→ THE PROBLEM: Write out everything from "This Is Darin is an" down to "for the album." in the passage about the album This Is Darin, word for word.

━━━━━ READING PASSAGE

This Is Darin is an album by Bobby Darin, released in 1960. It was on the Billboard charts for 50 weeks and peaked at number six. Richard Wess arranged and conducted the material for the album.

Reception

Music critic J.T. Griffith wrote in his Allmusic review, "This Is Darin showcases his confident phrasing with some moments of humor and a few trademark 'hut hut's (six in the first song!)... Gone is the bobby-sock rock of 'Splish Splash' and even the crossover appeal of 'Mack the Knife.' In its place is a more mature Bobby Darin aiming for adult—not pop—credibility... This Is Darin is highly recommended if you have long since tired of the Swingers soundtrack and want to discover Darin's more traditional fare."

━━━━━━━━━━
━━━━━ EXTRACTED DATA

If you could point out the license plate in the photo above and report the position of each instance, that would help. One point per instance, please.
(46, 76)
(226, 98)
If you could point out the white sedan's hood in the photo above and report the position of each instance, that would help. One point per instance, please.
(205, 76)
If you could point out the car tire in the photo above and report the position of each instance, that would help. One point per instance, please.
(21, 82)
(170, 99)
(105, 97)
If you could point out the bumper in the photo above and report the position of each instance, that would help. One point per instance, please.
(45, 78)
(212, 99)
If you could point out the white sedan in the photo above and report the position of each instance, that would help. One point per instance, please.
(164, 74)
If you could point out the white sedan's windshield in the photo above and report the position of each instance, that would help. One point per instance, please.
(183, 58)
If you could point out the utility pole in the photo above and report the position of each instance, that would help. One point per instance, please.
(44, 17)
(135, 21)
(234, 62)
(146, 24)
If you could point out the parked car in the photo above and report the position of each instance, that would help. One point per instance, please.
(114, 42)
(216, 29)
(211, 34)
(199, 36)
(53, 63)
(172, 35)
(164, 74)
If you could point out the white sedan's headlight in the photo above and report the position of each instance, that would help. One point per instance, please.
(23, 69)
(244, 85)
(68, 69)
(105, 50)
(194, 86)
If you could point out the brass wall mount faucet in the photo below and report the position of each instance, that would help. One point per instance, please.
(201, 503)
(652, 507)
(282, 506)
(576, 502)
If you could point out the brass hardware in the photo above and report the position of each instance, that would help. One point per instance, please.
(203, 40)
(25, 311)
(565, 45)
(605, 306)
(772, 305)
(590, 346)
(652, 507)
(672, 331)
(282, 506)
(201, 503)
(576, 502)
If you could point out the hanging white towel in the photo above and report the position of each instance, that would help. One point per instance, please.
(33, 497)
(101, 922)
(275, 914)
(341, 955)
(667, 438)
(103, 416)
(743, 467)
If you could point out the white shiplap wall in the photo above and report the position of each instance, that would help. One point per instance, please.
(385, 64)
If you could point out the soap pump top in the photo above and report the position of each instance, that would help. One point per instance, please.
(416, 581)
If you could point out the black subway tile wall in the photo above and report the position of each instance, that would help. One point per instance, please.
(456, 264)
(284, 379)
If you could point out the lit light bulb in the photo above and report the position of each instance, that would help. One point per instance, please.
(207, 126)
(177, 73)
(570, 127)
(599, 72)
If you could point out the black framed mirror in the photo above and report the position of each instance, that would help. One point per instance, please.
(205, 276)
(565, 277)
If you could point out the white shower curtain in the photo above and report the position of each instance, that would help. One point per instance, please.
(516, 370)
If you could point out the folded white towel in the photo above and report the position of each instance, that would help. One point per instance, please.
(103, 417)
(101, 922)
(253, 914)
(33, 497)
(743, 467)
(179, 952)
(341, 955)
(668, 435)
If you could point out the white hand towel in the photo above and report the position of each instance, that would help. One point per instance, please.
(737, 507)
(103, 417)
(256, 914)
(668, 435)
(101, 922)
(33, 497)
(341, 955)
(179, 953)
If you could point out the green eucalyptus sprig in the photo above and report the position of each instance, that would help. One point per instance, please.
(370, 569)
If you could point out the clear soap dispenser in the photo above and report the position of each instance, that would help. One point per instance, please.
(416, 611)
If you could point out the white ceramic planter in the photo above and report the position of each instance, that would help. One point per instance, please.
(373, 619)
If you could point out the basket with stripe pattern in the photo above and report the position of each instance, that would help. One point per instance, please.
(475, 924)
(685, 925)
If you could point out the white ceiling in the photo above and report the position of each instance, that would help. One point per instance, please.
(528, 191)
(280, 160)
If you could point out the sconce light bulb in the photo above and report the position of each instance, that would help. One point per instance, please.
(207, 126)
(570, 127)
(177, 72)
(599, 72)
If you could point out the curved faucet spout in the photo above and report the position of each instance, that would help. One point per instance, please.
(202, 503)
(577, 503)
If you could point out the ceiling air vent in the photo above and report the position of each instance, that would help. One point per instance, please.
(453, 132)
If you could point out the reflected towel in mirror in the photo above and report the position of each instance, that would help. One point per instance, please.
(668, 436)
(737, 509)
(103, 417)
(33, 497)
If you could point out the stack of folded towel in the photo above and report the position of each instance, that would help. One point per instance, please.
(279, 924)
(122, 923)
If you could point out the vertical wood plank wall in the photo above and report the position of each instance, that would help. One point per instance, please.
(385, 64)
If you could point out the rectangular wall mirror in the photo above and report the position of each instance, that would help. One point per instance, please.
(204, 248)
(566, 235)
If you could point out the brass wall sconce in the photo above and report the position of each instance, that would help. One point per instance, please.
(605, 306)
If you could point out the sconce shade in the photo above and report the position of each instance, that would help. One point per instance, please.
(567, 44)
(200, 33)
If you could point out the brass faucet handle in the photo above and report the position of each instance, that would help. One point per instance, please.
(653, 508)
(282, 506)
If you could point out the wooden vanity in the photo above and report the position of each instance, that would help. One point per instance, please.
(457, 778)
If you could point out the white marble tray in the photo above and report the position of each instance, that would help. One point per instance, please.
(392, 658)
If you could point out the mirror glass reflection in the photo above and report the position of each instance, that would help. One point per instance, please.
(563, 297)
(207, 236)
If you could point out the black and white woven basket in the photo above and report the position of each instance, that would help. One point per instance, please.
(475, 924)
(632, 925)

━━━━━━━━━━

→ EXERCISE OUTPUT:
This Is Darin is an album by Bobby Darin, released in 1960. It was on the Billboard charts for 50 weeks and peaked at number six. Richard Wess arranged and conducted the material for the album.